_TASK DETAILS:_ Each line should be copied exactly.

_STORED ROWS:_
----

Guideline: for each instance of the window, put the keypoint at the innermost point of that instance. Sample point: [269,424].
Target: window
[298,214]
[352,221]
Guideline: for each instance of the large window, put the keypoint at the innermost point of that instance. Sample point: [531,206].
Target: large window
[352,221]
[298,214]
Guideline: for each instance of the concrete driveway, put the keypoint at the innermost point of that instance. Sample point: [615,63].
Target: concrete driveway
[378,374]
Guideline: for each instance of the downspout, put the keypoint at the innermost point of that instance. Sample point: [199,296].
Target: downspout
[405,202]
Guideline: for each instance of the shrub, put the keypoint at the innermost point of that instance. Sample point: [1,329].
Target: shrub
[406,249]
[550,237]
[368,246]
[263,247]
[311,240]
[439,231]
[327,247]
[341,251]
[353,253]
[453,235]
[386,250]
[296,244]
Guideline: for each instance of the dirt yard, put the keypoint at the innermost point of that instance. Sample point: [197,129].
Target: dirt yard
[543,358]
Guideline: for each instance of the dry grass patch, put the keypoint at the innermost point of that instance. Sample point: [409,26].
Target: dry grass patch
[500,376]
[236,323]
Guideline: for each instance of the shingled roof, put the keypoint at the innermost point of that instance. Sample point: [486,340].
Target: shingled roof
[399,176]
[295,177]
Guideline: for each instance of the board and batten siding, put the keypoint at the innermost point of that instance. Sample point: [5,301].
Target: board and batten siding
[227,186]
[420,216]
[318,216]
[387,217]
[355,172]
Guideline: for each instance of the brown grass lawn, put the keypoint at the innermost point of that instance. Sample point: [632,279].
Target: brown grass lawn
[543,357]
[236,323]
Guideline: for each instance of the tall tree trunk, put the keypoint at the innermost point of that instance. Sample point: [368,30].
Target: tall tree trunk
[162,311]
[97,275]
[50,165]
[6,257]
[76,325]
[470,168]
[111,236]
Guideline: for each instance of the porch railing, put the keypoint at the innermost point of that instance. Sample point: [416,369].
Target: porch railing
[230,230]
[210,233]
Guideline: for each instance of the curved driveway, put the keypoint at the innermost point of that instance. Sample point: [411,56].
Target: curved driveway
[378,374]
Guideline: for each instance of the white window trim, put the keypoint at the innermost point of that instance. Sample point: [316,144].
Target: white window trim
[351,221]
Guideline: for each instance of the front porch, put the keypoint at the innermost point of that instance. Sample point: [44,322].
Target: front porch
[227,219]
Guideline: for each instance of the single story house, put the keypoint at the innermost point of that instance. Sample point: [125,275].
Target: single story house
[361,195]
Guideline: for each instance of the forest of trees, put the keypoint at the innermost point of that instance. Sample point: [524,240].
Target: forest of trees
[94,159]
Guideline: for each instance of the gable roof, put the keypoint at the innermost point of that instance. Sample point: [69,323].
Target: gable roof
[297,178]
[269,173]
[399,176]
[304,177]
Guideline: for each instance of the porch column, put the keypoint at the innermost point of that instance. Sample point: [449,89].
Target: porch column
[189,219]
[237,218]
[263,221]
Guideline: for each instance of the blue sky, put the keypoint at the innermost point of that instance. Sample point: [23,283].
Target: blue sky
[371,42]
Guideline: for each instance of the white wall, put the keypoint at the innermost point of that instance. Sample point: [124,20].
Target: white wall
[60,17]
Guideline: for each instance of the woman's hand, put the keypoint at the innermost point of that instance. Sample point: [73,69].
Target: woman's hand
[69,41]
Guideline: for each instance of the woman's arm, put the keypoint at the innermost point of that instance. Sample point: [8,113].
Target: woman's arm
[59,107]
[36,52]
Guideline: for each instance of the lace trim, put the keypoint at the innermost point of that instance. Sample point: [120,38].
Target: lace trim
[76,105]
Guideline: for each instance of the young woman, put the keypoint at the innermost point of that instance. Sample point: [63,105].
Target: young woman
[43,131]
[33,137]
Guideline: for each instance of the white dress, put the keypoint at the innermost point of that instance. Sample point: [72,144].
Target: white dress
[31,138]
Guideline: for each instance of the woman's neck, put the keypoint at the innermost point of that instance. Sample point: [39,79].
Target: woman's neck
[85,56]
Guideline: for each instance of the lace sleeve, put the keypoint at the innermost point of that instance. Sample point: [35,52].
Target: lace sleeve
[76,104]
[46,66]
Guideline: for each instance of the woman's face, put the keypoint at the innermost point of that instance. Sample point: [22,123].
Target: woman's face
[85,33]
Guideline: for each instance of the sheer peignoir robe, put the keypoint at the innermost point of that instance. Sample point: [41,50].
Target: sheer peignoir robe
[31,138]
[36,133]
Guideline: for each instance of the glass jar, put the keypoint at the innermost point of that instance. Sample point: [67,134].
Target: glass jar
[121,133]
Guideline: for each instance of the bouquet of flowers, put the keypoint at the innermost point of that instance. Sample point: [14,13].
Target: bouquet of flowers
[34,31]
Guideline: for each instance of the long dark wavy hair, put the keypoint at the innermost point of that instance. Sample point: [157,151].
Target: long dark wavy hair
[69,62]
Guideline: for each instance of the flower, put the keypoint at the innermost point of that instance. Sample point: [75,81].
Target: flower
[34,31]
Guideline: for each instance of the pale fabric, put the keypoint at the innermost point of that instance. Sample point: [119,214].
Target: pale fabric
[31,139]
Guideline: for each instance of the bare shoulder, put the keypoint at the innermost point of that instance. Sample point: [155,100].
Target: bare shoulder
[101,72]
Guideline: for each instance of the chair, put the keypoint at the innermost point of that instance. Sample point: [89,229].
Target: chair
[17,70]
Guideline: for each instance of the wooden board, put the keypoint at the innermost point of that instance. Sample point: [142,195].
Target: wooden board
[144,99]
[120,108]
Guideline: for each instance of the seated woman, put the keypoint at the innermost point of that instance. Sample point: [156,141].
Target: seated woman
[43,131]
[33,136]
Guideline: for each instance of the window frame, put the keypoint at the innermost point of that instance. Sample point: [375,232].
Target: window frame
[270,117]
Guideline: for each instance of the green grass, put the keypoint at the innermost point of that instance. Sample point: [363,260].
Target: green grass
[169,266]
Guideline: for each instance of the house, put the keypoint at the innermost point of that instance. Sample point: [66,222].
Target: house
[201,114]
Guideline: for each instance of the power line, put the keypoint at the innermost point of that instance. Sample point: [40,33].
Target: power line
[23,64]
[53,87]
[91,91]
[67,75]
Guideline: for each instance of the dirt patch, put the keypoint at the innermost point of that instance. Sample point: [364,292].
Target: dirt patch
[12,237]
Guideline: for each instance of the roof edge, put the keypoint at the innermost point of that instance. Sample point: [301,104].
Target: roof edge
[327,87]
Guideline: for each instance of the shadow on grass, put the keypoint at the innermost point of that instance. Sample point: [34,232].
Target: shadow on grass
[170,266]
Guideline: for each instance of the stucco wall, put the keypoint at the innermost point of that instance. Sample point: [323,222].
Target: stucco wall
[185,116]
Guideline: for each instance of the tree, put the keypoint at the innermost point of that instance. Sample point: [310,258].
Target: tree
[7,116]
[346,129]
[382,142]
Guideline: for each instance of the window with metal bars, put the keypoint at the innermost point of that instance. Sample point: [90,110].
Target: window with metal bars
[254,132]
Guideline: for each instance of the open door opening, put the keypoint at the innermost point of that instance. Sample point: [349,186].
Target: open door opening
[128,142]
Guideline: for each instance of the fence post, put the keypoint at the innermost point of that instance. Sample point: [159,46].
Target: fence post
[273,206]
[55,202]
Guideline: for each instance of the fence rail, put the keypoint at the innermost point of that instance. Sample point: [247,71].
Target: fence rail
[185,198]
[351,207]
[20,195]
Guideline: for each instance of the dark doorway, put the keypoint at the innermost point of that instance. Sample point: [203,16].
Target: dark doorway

----

_FULL OUTPUT:_
Guideline: for each instance of the window, put the keypoint at the innermost point of that instance. Sample point: [269,424].
Target: window
[298,214]
[352,221]
Guideline: for each instance of the large window, put the keypoint at the innermost point of that instance. Sample point: [531,206].
Target: large window
[352,221]
[298,214]
Guideline: for each instance of the concrete driveway, put the keypoint at the innermost point of that instance. Sample point: [615,63].
Target: concrete driveway
[378,374]
Guideline: for each instance of the downspout, put the keypoint at the innermost point of that instance. Sample point: [199,296].
Target: downspout
[405,202]
Guideline: for each instance of the shrub, put the keypoint at the innermost point of that instance. Sample point: [1,329].
Target: shrub
[406,249]
[550,237]
[368,246]
[263,247]
[311,240]
[439,231]
[327,247]
[341,251]
[353,253]
[453,235]
[386,250]
[296,244]
Guideline: for each instance of the dirt yard, put the keypoint at the innermost point of that instance. Sample point: [197,129].
Target: dirt yard
[543,358]
Guideline: for each instance of the dry grass patch, put the keypoint at the innermost point of that instance. Sample point: [409,26].
Target: dry grass patch
[500,376]
[236,323]
Guideline: for each instance of the shingled roof, put the keypoint at the innermost point of that instance. Sample point: [486,340].
Target: shingled roof
[399,176]
[295,177]
Guideline: for each instance of the board and batten siding, put the keypoint at the innermost point of that instance. Sample point: [5,301].
Target: board and batten siding
[227,186]
[420,216]
[318,216]
[387,217]
[355,172]
Guideline: for each instance of the brown grass lawn, put the keypoint at the innermost point of that instance. Sample point: [632,279].
Target: brown grass lawn
[543,357]
[236,323]
Guideline: for each instance of the tall tree trunk, put the keypoint at the innermost point of that instance. Sample point: [368,30].
Target: tall tree trunk
[162,311]
[97,275]
[50,165]
[6,257]
[76,325]
[470,168]
[111,236]
Guideline: for each instance of the porch railing, put the keypoint at the innermost point of that instance. Sample point: [416,369].
Target: porch railing
[230,230]
[210,233]
Guideline: for each instance of the curved driveway, put the keypoint at the innermost point of that instance. Sample point: [411,56].
Target: curved driveway
[378,374]
Guideline: for each instance of the white window trim, put the keypoint at the innermost point of that instance. Sample point: [316,144].
Target: white window trim
[351,221]
Guideline: for each instance of the front porch, put the keypoint at the innermost point of that instance. Sample point: [44,322].
Target: front porch
[227,219]
Guideline: for each instance of the single story house, put the keypoint at the innermost point of that instance. Sample point: [125,275].
Target: single story house
[361,195]
Guideline: for each instance of the forest of trees, put the keypoint at the innermost point of that instance. Sample point: [524,240].
Target: forest of trees
[94,159]
Guideline: for each instance of the gable roof, put the keypoint at the innermost point of that instance. Sample point: [69,323].
Target: gable roof
[297,178]
[269,173]
[399,176]
[304,177]
Guideline: for each instance of the porch column, put the keypoint at the innermost point of that instance. Sample point: [449,89].
Target: porch column
[189,219]
[237,218]
[263,221]
Guideline: for each instance of the blue sky, put the keypoint at the innermost point of that instance. Sample point: [23,283].
Target: blue sky
[371,42]
Guideline: for each instance of the white wall, put the keypoint at the innermost point of that instance. Sample point: [124,20].
Target: white wall
[60,17]
Guideline: for each instance of the woman's hand, put the keypoint at the innermost point of that instance. Sample point: [73,69].
Target: woman's hand
[69,41]
Guideline: for each instance of the woman's arm, put the keypoint at the innermost point of that instance. Sample point: [8,113].
Target: woman's arm
[59,107]
[36,52]
Guideline: for each instance of the lace trim, put the keypoint at the innermost point of that instance. Sample point: [120,38].
Target: lace trim
[76,105]
Guideline: for each instance of the young woman, put the keypoint at the innermost point of that instance. Sample point: [63,105].
Target: young woman
[43,131]
[33,137]
Guideline: for each instance of the white dress, put the keypoint at the innermost point of that instance. Sample point: [72,144].
Target: white dress
[31,138]
Guideline: for each instance of the woman's neck, put the keypoint at the innermost point of that instance. Sample point: [39,79].
Target: woman's neck
[85,56]
Guideline: for each instance of the lace sleeve, put the keypoint at the innermost point of that instance. Sample point: [35,52].
Target: lace sleeve
[76,104]
[46,66]
Guideline: for each instance of the woman's face, put the keypoint at the innermost point of that instance. Sample point: [22,123].
Target: woman's face
[85,33]
Guideline: for each instance of the sheer peignoir robe, put the keypoint at the innermost point of that instance. Sample point: [41,50].
Target: sheer peignoir robe
[31,138]
[36,133]
Guideline: for each instance of the glass jar, put the keypoint at the innermost point of that instance. Sample point: [67,134].
Target: glass jar
[121,133]
Guideline: for each instance of the bouquet of flowers, put the keypoint at the innermost point of that instance. Sample point: [14,13].
Target: bouquet of flowers
[34,31]
Guideline: for each instance of the long dark wavy hair, put the keypoint at the innermost point of that instance. Sample point: [157,151].
Target: long dark wavy hair
[69,62]
Guideline: for each instance of the flower, put the keypoint at the innermost point of that instance. Sample point: [75,81].
Target: flower
[34,31]
Guideline: for each instance of the pale fabric, put the keypoint at the innermost point of that instance. Sample point: [119,214].
Target: pale fabric
[31,139]
Guideline: for each instance of the bare shoulder, put the keypoint at the innermost point of that instance. Sample point: [155,100].
Target: bare shoulder
[101,72]
Guideline: for each instance of the chair, put the keypoint at the innermost point of that instance. Sample point: [89,229].
Target: chair
[17,70]
Guideline: for each instance of the wooden board, put the keypoint at the innermost point of that instance. Sample point: [142,195].
Target: wooden board
[144,99]
[120,108]
Guideline: for each instance of the seated woman, put the keypoint at the innermost point of that instance. Sample point: [156,141].
Target: seated woman
[43,131]
[33,136]
Guideline: for each instance of the window frame, put the keypoint at the innermost point of that instance. Sample point: [375,232].
Target: window frame
[270,117]
Guideline: for each instance of the green grass, put the keypoint at the innermost point of that instance. Sample point: [363,260].
Target: green grass
[169,266]
Guideline: for each instance of the house, put the keypoint at the innermost point of that instance. Sample point: [66,222].
Target: house
[201,114]
Guideline: for each instance of the power line, put the keypoint at the innermost point of that instance. Sample point: [40,33].
Target: power line
[23,64]
[53,87]
[91,91]
[67,75]
Guideline: for each instance of the dirt patch, put the keypoint at the innermost point of that instance. Sample point: [364,292].
Target: dirt patch
[12,237]
Guideline: for each instance of the roof edge, put the keypoint at the innermost point of that instance. Sample point: [301,104].
Target: roof edge
[327,87]
Guideline: for each instance of the shadow on grass, put the keypoint at the innermost point of that instance. Sample point: [34,232].
Target: shadow on grass
[170,266]
Guideline: for each instance of the stucco wall, put the keypoint at the innermost point of that instance. Sample point: [323,222].
Target: stucco wall
[185,116]
Guideline: for each instance of the tree, put the keypoint at the innermost point of that instance. Sample point: [310,258].
Target: tree
[7,116]
[346,129]
[382,142]
Guideline: for each instance of the window with metal bars, put the keypoint at the innermost point of that instance. Sample point: [90,110].
Target: window with metal bars
[254,132]
Guideline: for each instance of the open door opening, put the keypoint at the innermost point of that instance. Sample point: [349,186].
Target: open door opening
[128,142]
Guideline: for each instance of the fence post, put the keypoint at the innermost point of that instance. Sample point: [159,46].
Target: fence post
[273,206]
[55,202]
Guideline: for each instance of the fence rail, put the keypoint at the innermost point of that instance. Sample point: [247,71].
Target: fence rail
[185,198]
[351,207]
[20,195]
Guideline: for each instance of the dark doorway, put the keypoint at the innermost point of that instance. Sample point: [203,16].
Target: dark doorway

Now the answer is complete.